Action item - Wherever a line holds the word "blue", copy that line from the data.

(Dataset items)

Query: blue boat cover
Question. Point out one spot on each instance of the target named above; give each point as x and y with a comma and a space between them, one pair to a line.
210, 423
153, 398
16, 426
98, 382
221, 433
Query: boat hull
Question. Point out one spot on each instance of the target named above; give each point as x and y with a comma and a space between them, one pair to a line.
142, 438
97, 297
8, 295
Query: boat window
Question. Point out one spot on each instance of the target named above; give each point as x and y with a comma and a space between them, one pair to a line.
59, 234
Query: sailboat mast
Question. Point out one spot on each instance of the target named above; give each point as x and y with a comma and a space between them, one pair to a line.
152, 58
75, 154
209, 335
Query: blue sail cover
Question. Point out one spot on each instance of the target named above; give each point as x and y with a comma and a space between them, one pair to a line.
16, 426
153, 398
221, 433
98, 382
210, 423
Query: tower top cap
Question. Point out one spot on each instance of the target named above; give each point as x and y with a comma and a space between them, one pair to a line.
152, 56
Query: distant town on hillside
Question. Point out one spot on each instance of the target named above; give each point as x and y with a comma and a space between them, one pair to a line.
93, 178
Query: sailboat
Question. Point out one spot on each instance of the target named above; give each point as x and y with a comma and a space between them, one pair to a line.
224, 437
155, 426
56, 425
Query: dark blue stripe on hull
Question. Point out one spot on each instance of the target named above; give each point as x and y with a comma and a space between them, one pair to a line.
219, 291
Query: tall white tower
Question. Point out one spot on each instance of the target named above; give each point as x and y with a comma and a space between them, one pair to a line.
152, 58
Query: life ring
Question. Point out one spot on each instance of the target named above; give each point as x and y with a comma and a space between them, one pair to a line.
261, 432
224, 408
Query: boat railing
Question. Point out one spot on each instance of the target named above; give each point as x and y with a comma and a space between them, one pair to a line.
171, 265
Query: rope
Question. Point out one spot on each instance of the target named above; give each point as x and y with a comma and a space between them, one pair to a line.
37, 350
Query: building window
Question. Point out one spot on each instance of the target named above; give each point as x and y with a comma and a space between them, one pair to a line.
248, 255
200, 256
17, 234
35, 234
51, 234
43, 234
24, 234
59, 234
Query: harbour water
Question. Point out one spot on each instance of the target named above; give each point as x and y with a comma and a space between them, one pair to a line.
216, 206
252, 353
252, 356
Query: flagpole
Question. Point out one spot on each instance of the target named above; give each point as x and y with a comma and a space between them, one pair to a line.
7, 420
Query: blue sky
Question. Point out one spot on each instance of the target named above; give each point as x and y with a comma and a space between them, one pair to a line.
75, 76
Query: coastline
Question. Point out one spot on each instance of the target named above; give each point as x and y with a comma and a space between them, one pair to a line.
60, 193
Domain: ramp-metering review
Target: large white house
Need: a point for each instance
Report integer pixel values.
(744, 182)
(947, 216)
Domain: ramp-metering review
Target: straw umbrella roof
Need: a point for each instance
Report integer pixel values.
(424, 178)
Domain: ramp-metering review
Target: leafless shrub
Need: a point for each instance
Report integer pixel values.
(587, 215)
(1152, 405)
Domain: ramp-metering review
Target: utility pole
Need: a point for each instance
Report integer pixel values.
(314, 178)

Answer for this exercise -
Query: blue boat cover
Query: blue sail cover
Query: dark blue stripe on hull
Query: blue sky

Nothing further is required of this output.